- Born: 5. March 1939 Belgrade, Kingdom of Yugoslavia,
- Died: January 2021 Belgrade, Serbia
- Occupation: journalist
- Spouse: Ljiljana Vunjak
- Children: Vladislav D. Ribnikar; Darko D. Ribnikar;
- Parent(s): Vladislav S. Ribnikar Jara Hajek
- Relatives: Vladislav F. Ribnikar (grandfather)

= Darko V. Ribnikar =

Serbian journalist (1939–2021)

Davorin Darko V. Ribnikar (Даворин Дарко В. Рибникар; 5 March 1939 — January 2021) was a Serbian journalist, CEO of the Politika.

==Biography==
He was born in Belgrade in 1939, as the son of Vladislav Ribnikar, owner of the daily Politika, and his second wife Jara Hajek. He was named after his father's uncle Darko Ribnikar, a journalist, who died as a reserve officer at the beginning of the World War I.

He graduated from the Mixed Gymnasium in Senjak, and then studied at the Faculty of Law in Belgrade, from which he graduated in 1962. He attended postgraduate studies in 1965 and 1966 at Princeton University in the United States.

After returning from the United States, he worked for the Politika. He was the fifth generation of journalist from the Ribnikar family. He worked first as a contributor and editor of the city (1967) and domestic politics section (1970), contributor and acting editor of the foreign politics section (1977) and permanent correspondent of Politika from the Middle East, Paris and New York. As correspondent he lived in Cairo from 1981 to 1986. From 1987 to 1989, he was the editor-in-chief of the Politikin zabavnik, then he was the CEO of the Politika. During his mandate, Politika began to be published in color and marked the centenary of its existence. He contributed to the magazines NIN and Ilustrovana Politika. Also, to the newspapers Dnevnik and Pobjeda. He published articles in the Vjesnik and Oslobođenje.

[Stored data]
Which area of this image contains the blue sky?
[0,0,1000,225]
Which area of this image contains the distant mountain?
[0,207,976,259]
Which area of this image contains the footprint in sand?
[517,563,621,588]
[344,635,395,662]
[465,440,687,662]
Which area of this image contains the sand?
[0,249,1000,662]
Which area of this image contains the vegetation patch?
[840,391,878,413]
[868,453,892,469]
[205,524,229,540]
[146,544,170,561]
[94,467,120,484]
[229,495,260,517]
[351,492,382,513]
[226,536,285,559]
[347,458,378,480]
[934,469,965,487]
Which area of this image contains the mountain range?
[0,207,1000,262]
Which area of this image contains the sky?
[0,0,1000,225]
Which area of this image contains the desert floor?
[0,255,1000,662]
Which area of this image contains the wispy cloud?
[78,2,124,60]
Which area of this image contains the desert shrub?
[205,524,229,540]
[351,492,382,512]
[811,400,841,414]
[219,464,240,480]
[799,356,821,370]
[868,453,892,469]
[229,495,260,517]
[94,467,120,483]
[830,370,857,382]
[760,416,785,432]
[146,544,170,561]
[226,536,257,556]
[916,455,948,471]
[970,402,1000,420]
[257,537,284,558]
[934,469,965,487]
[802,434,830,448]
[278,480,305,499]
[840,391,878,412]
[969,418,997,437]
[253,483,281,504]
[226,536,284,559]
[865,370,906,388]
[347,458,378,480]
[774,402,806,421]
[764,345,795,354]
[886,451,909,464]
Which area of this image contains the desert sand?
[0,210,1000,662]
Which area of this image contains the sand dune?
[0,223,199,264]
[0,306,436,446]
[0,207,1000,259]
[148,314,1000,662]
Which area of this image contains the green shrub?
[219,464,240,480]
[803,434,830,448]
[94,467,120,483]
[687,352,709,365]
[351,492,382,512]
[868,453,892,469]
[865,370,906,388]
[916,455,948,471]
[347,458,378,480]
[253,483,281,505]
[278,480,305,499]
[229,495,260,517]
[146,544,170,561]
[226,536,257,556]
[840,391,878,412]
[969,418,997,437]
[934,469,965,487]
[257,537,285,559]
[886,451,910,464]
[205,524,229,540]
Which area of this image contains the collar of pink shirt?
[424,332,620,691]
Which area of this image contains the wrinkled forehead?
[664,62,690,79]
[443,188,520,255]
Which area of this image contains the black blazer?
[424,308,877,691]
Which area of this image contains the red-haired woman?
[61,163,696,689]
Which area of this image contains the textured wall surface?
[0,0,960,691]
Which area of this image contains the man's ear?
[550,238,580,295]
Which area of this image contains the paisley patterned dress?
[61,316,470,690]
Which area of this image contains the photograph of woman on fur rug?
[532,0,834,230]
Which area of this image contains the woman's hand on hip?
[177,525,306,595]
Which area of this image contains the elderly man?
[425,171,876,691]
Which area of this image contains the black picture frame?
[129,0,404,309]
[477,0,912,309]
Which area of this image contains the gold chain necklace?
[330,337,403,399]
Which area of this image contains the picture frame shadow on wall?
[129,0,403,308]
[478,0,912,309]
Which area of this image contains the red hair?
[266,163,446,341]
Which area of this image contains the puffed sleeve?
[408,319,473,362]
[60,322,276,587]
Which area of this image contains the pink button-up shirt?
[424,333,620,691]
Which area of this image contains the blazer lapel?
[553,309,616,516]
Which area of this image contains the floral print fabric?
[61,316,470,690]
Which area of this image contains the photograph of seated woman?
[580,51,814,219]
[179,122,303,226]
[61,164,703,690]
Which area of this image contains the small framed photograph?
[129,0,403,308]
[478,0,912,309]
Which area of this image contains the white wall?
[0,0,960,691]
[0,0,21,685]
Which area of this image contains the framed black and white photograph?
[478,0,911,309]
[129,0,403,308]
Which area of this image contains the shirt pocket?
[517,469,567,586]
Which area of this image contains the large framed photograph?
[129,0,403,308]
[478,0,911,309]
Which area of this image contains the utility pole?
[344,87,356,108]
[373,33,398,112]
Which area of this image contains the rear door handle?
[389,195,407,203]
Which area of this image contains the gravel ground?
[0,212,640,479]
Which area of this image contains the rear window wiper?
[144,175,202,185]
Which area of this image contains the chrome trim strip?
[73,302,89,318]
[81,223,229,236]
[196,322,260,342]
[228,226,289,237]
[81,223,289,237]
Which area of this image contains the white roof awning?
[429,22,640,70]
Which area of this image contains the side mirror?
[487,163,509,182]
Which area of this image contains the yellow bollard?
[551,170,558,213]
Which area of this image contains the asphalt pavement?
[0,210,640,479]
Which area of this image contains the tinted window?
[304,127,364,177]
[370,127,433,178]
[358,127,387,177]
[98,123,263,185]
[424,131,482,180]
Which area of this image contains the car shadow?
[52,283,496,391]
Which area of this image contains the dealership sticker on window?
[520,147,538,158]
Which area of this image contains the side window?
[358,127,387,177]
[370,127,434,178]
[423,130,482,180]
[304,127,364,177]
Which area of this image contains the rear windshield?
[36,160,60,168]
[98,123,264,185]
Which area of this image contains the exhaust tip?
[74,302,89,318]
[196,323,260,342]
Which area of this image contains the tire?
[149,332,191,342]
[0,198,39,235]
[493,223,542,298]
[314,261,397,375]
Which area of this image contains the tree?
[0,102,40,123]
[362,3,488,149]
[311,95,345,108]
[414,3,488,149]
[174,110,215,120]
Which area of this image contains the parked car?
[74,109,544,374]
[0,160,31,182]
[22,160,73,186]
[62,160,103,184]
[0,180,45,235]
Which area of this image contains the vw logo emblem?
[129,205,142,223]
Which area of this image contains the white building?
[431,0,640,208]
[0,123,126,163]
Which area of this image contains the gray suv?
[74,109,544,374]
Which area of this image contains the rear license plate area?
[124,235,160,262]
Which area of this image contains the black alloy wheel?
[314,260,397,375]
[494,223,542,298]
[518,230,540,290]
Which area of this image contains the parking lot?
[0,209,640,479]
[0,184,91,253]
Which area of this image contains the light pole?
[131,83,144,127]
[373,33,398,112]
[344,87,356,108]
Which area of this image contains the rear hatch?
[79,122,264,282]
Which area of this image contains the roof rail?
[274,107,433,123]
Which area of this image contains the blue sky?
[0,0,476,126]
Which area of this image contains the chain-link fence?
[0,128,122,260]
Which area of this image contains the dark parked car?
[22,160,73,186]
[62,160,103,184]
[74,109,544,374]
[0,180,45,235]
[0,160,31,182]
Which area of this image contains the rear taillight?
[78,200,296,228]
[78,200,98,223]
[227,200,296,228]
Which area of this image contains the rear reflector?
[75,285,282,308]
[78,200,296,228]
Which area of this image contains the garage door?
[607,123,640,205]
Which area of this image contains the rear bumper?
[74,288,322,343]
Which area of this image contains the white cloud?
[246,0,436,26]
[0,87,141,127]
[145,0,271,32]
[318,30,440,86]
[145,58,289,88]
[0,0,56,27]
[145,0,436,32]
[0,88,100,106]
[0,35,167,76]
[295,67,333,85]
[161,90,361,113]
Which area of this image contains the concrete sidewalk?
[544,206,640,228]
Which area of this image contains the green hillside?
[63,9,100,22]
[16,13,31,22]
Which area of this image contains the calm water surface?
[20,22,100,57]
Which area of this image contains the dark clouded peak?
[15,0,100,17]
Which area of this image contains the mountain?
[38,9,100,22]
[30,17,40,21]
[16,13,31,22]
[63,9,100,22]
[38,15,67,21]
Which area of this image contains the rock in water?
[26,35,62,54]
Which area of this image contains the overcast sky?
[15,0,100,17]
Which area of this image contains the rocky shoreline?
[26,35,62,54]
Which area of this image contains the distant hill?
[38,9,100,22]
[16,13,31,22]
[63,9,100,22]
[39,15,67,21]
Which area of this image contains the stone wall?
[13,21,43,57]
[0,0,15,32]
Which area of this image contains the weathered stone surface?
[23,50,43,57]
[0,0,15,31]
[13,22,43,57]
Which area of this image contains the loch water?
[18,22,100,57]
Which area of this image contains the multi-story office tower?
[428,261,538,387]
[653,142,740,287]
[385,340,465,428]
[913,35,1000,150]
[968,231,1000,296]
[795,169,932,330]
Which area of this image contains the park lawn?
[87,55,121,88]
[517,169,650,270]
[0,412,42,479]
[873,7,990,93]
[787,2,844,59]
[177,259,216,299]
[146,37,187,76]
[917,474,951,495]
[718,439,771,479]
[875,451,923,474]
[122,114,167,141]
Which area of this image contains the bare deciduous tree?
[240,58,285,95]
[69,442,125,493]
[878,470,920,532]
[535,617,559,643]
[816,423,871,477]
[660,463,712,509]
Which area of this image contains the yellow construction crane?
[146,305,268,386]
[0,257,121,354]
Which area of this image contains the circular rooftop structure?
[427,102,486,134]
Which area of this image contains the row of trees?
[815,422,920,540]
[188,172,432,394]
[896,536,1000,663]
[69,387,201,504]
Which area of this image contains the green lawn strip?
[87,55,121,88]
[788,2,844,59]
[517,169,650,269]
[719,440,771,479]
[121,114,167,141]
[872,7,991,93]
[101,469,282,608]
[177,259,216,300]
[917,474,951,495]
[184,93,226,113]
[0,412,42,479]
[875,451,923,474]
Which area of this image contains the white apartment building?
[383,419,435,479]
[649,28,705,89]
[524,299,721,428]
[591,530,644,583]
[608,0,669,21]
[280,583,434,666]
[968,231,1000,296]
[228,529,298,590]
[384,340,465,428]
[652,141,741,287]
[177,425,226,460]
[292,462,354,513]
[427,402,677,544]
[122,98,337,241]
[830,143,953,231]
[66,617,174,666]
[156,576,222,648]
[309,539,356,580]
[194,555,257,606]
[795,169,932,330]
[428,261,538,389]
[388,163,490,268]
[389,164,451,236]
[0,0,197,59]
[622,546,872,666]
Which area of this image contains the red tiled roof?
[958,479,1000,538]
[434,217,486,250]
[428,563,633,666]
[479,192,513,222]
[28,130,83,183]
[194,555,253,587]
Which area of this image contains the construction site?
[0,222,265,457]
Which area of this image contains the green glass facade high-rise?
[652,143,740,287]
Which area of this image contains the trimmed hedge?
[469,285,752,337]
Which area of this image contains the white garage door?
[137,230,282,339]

*Required tasks*.
A. Rewrite the paragraph of the Darko V. Ribnikar biography that begins "After returning from the United States" as a short list that keeps its main facts.
B. Reproduce the Darko V. Ribnikar biography word for word, from "- Born: 5. March" to "Serbian journalist (1939–2021)".
These lines play no part in the tasks.

*Solutions per task*.
A.
- After returning from the United States, he worked for Politika as the fifth generation of journalists in the Ribnikar family.
- He was a contributor and editor of the city section (1967) and the domestic politics section (1970).
- He was a contributor and acting editor of the foreign politics section (1977).
- He served as Politika's permanent correspondent from the Middle East, Paris and New York, and lived in Cairo from 1981 to 1986.
- He was editor-in-chief of Politikin zabavnik from 1987 to 1989 and then CEO of Politika. During that time the paper began printing in color and marked its centenary.
- He contributed to NIN, Ilustrovana Politika, Dnevnik and Pobjeda, and he published articles in Vjesnik and Oslobođenje.

B.
- Born: 5. March 1939 Belgrade, Kingdom of Yugoslavia,
- Died: January 2021 Belgrade, Serbia
- Occupation: journalist
- Spouse: Ljiljana Vunjak
- Children: Vladislav D. Ribnikar; Darko D. Ribnikar;
- Parent(s): Vladislav S. Ribnikar Jara Hajek
- Relatives: Vladislav F. Ribnikar (grandfather)

= Darko V. Ribnikar =

Serbian journalist (1939–2021)